Named object pointing entries
--

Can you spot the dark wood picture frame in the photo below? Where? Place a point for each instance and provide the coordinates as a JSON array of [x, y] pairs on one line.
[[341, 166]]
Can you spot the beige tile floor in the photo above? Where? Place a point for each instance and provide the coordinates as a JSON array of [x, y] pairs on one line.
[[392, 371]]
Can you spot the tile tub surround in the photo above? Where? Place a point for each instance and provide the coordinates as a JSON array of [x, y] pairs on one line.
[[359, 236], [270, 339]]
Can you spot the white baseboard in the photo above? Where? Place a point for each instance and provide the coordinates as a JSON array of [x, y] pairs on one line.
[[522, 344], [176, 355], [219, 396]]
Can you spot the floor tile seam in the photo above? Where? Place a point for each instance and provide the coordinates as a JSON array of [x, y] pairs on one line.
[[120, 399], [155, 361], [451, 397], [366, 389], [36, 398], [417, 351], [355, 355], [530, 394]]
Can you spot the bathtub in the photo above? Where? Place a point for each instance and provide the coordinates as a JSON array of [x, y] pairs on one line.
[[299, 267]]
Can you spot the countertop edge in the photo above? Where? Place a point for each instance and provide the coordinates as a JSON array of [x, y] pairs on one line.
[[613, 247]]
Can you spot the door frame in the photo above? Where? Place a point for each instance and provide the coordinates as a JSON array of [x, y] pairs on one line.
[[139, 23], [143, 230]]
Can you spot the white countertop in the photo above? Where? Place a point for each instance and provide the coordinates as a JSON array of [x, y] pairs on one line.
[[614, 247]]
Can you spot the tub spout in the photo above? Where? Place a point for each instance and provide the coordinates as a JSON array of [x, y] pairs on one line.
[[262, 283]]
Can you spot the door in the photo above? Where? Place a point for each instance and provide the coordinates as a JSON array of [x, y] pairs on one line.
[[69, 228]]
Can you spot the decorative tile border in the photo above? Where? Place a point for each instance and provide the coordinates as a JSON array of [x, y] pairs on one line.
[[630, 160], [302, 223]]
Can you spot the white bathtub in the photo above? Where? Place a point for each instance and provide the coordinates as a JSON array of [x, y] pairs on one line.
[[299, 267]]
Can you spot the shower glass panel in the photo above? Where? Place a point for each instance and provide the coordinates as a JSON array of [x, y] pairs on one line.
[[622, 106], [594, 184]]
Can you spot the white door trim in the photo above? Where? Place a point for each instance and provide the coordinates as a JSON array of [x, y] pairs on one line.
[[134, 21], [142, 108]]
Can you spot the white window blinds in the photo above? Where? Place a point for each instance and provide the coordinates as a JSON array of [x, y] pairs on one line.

--

**Given request:**
Only the lines from the one with "Can you spot the white bathtub" through the end of the material are wanted; copy them exactly, both ends included.

**Exercise output:**
Can you spot the white bathtub in the photo above? Where? Place a point for each instance and provide the coordinates as a JSON array of [x, y] pairs on one line.
[[299, 267]]
Can you spot the shower glass panel in the photo above? Where? Place a point for each instance and provide the coordinates as a JSON array of [x, y] pairs on one line.
[[622, 106], [594, 184]]
Can you spot the white door trim in the photo above? Where? Place a point for each instance and provide the coordinates as a JSON array of [x, y] pairs on one line.
[[134, 21], [142, 108]]
Can you spot the white window blinds in the photo above? Where? Place a point for each instance and provide the coordinates as a JSON array of [x, y] pairs on one line.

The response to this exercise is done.